### Data extract
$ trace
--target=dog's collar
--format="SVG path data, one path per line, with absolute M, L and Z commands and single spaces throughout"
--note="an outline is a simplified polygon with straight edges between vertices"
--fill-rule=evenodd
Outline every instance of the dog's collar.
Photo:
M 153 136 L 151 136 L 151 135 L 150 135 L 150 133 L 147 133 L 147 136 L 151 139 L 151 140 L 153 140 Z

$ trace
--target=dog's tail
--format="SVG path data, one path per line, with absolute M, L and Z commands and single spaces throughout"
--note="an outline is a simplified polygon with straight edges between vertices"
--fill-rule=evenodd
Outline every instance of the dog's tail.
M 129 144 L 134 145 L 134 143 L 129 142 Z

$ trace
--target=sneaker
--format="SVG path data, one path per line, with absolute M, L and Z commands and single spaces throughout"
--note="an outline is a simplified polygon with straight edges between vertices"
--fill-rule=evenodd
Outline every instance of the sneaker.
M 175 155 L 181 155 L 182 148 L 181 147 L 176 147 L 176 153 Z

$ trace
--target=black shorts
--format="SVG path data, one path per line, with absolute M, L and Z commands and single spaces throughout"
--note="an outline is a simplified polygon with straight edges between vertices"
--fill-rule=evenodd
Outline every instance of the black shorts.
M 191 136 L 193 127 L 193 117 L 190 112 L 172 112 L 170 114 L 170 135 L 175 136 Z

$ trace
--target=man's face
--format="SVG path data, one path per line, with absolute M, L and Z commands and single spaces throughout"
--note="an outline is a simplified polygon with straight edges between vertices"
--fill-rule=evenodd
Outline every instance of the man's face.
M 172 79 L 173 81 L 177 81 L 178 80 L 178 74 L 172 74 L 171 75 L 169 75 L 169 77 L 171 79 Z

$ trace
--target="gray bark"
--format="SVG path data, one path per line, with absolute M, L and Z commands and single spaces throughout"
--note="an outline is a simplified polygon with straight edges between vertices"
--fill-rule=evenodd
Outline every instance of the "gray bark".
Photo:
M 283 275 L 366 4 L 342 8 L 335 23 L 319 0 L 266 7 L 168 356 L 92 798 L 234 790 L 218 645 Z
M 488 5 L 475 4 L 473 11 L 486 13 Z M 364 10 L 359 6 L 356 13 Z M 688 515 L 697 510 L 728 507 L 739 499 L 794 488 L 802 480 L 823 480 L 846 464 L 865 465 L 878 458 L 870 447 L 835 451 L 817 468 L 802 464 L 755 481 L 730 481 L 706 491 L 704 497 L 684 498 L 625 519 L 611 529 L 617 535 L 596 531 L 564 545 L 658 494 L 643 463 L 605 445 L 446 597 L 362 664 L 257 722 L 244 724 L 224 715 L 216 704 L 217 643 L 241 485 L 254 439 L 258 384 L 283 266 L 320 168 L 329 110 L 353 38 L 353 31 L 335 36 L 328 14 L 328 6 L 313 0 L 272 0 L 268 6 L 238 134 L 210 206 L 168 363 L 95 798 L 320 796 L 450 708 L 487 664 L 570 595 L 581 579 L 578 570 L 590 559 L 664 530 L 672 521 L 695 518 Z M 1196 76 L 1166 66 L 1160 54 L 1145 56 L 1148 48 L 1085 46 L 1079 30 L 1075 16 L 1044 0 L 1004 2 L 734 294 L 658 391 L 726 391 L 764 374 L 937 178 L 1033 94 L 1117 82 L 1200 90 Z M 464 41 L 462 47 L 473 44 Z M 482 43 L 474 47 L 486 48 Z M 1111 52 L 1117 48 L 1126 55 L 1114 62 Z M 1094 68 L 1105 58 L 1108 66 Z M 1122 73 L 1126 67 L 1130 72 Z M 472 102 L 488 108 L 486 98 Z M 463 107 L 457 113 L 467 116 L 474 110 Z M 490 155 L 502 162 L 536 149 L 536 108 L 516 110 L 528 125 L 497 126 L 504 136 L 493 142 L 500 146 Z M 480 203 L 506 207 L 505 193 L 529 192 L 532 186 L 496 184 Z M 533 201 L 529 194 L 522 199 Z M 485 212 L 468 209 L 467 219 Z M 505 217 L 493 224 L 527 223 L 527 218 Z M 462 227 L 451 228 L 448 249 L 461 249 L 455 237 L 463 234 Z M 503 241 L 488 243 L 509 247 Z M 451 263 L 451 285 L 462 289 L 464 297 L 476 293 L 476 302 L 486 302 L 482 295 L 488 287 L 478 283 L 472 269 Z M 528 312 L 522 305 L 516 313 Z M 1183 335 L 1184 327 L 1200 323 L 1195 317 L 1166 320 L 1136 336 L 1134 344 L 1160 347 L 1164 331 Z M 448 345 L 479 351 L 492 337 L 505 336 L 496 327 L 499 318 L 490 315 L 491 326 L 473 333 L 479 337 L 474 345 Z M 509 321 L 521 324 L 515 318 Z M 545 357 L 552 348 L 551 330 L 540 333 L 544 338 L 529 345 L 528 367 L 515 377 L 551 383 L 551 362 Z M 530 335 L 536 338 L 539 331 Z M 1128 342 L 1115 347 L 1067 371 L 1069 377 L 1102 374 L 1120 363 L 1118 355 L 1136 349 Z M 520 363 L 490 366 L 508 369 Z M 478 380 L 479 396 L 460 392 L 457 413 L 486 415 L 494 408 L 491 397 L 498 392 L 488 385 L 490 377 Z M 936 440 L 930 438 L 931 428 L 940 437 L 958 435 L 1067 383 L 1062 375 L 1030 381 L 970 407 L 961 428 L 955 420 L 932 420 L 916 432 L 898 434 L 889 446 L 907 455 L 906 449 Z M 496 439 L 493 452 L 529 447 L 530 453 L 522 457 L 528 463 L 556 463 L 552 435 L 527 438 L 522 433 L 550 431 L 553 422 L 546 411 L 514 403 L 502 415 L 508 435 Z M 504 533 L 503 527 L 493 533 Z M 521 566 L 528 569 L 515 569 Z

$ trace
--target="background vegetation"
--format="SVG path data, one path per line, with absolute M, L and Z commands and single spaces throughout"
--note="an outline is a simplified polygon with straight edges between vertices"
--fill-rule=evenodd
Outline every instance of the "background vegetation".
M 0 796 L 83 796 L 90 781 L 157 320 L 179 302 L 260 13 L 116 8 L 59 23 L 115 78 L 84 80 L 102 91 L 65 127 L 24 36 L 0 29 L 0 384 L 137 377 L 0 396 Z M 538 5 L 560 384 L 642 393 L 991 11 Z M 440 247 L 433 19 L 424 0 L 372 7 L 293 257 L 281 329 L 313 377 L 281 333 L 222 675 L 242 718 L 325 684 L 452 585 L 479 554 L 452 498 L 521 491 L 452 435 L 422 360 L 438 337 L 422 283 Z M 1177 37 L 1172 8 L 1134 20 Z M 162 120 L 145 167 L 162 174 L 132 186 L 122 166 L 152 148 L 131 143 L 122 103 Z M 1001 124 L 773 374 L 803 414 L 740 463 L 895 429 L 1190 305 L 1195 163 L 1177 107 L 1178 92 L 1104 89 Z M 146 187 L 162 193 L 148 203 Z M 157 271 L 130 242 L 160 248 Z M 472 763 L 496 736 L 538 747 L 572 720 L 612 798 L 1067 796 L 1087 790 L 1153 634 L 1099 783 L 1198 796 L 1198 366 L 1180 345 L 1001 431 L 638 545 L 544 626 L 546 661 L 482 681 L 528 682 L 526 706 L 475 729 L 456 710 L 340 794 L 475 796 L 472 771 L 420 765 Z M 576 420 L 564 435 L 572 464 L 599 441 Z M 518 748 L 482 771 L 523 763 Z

### The exercise
Rewrite all of the data above, changing every "evenodd" to "nonzero" and keeping everything else unchanged.

### Right answer
$ trace
--target=dog's collar
--format="SVG path data, one path per line, with absolute M, L and Z commands and single spaces throughout"
--note="an outline is a simplified polygon with straight edges between vertices"
--fill-rule=nonzero
Outline every instance of the dog's collar.
Photo:
M 153 136 L 151 136 L 151 135 L 150 135 L 150 133 L 147 133 L 147 136 L 151 139 L 151 140 L 153 140 Z

$ trace
--target=dog's tail
--format="SVG path data, one path per line, with absolute M, L and Z commands and single spaces throughout"
--note="an outline is a simplified polygon with straight edges between vertices"
--fill-rule=nonzero
Outline every instance of the dog's tail.
M 129 144 L 134 145 L 134 143 L 129 142 Z

$ trace
--target=sneaker
--format="SVG path data, one path per line, with absolute M, L and Z commands and single spaces throughout"
--note="an outline is a simplified polygon with straight edges between vertices"
--fill-rule=nonzero
Outline every instance of the sneaker.
M 175 155 L 181 155 L 182 148 L 181 147 L 176 147 L 176 153 Z

$ trace
--target=black shorts
--format="SVG path data, one path per line, with absolute M, L and Z commands and single spaces throughout"
--note="an outline is a simplified polygon with straight edges between vertices"
--fill-rule=nonzero
Outline every instance of the black shorts.
M 191 136 L 193 127 L 193 117 L 190 112 L 172 112 L 170 114 L 170 135 L 175 136 Z

$ trace
--target=man's face
--format="SVG path data, one path per line, with absolute M, L and Z commands and single spaces throughout"
--note="an outline is a simplified polygon with straight edges between vertices"
--fill-rule=nonzero
Outline every instance of the man's face.
M 172 79 L 173 81 L 177 81 L 178 80 L 178 74 L 172 74 L 171 75 L 169 75 L 169 77 L 171 79 Z

$ trace
--target="gray bark"
--format="SVG path data, one path per line, with absolute M, L and Z commands and single spaces throughout"
--note="an outline is a simplified polygon with straight edges between vertices"
--fill-rule=nonzero
Outline every instance of the "gray bark".
Photo:
M 283 275 L 366 4 L 342 8 L 335 23 L 319 0 L 266 7 L 168 356 L 92 798 L 234 790 L 218 645 Z
M 488 5 L 475 4 L 473 11 L 486 13 Z M 364 10 L 359 6 L 356 13 Z M 688 515 L 697 510 L 728 507 L 739 499 L 794 488 L 802 480 L 823 480 L 846 464 L 865 465 L 878 458 L 870 447 L 835 451 L 817 468 L 802 464 L 755 481 L 730 481 L 706 491 L 704 497 L 684 498 L 625 519 L 611 529 L 617 535 L 596 531 L 564 545 L 658 494 L 643 463 L 605 445 L 446 597 L 362 664 L 257 722 L 244 724 L 224 715 L 216 704 L 217 643 L 241 485 L 254 439 L 258 384 L 283 266 L 320 168 L 329 110 L 353 38 L 353 31 L 335 36 L 328 14 L 328 6 L 313 0 L 272 0 L 268 6 L 238 134 L 210 206 L 168 363 L 95 798 L 320 796 L 450 708 L 487 664 L 570 595 L 581 579 L 578 570 L 590 559 L 664 530 L 672 521 L 695 518 Z M 1196 76 L 1166 66 L 1160 54 L 1145 56 L 1148 48 L 1085 46 L 1079 30 L 1075 16 L 1044 0 L 1004 2 L 734 294 L 658 391 L 726 391 L 764 374 L 937 178 L 1033 94 L 1117 82 L 1200 90 Z M 464 41 L 462 47 L 473 44 Z M 482 43 L 474 47 L 486 48 Z M 1111 52 L 1117 48 L 1126 55 L 1114 62 Z M 1094 68 L 1105 58 L 1108 66 Z M 1122 73 L 1126 67 L 1130 72 Z M 472 102 L 488 108 L 486 98 Z M 463 107 L 457 113 L 467 116 L 474 110 Z M 490 155 L 502 162 L 536 149 L 536 108 L 516 110 L 528 125 L 497 126 L 504 136 L 493 142 L 500 146 Z M 480 203 L 506 207 L 505 193 L 529 192 L 532 186 L 496 184 Z M 533 201 L 529 194 L 522 199 Z M 485 212 L 468 209 L 467 219 Z M 505 217 L 493 224 L 527 223 L 527 218 Z M 462 227 L 451 228 L 448 249 L 461 249 L 455 237 L 463 234 Z M 503 241 L 488 243 L 509 247 Z M 451 263 L 451 285 L 462 289 L 464 297 L 476 293 L 476 302 L 486 302 L 482 295 L 488 287 L 478 283 L 472 269 Z M 528 312 L 522 305 L 516 313 Z M 1183 335 L 1184 327 L 1200 323 L 1195 317 L 1166 320 L 1136 336 L 1134 344 L 1160 347 L 1164 331 Z M 448 345 L 479 351 L 492 337 L 505 336 L 496 327 L 499 318 L 490 315 L 491 326 L 473 333 L 479 337 L 474 345 Z M 509 321 L 521 324 L 515 318 Z M 545 357 L 552 348 L 551 330 L 540 333 L 544 338 L 529 345 L 528 367 L 515 377 L 551 383 L 551 362 Z M 530 335 L 536 338 L 539 331 Z M 1128 342 L 1115 347 L 1067 371 L 1069 377 L 1102 374 L 1120 363 L 1118 355 L 1136 349 Z M 520 363 L 490 366 L 508 369 Z M 478 380 L 479 396 L 460 392 L 457 413 L 486 415 L 494 408 L 491 397 L 498 392 L 488 385 L 490 377 Z M 936 440 L 930 438 L 931 428 L 940 437 L 958 435 L 1067 383 L 1062 375 L 1030 381 L 970 407 L 961 428 L 955 420 L 932 420 L 916 432 L 898 434 L 889 446 L 907 455 L 906 449 Z M 496 439 L 493 452 L 529 447 L 530 453 L 522 457 L 528 463 L 556 463 L 552 435 L 527 438 L 522 433 L 550 431 L 553 422 L 546 411 L 514 403 L 502 415 L 508 435 Z M 504 533 L 503 527 L 493 533 Z M 521 566 L 528 569 L 515 569 Z

$ trace
--target="background vegetation"
--format="SVG path data, one path per line, with absolute M, L and Z commands and single spaces throughout"
--note="an outline is a simplified polygon with straight edges between vertices"
--fill-rule=nonzero
Outline every instance of the "background vegetation".
M 0 796 L 83 796 L 90 781 L 157 320 L 179 302 L 260 13 L 116 8 L 59 23 L 115 78 L 84 80 L 102 91 L 65 127 L 24 36 L 0 29 L 0 384 L 137 377 L 0 396 Z M 538 5 L 560 384 L 642 393 L 991 11 Z M 440 247 L 433 19 L 424 0 L 372 7 L 293 257 L 281 329 L 313 377 L 281 333 L 222 675 L 242 718 L 325 684 L 452 585 L 479 554 L 452 498 L 521 491 L 452 435 L 422 360 L 438 337 L 422 283 Z M 1177 37 L 1172 8 L 1134 20 Z M 162 120 L 145 167 L 162 174 L 132 186 L 122 166 L 152 148 L 131 143 L 122 103 Z M 1001 124 L 773 374 L 803 414 L 740 463 L 895 429 L 1190 305 L 1195 163 L 1177 107 L 1178 92 L 1104 89 Z M 146 187 L 162 193 L 148 203 Z M 157 271 L 130 242 L 160 248 Z M 472 763 L 496 736 L 538 747 L 572 720 L 612 798 L 1067 796 L 1087 790 L 1153 634 L 1099 783 L 1198 796 L 1198 366 L 1180 345 L 1001 431 L 638 545 L 544 626 L 546 661 L 482 681 L 528 682 L 526 706 L 475 729 L 456 710 L 340 794 L 475 796 L 472 771 L 420 765 Z M 576 420 L 564 435 L 572 464 L 599 441 Z M 518 748 L 482 771 L 523 763 Z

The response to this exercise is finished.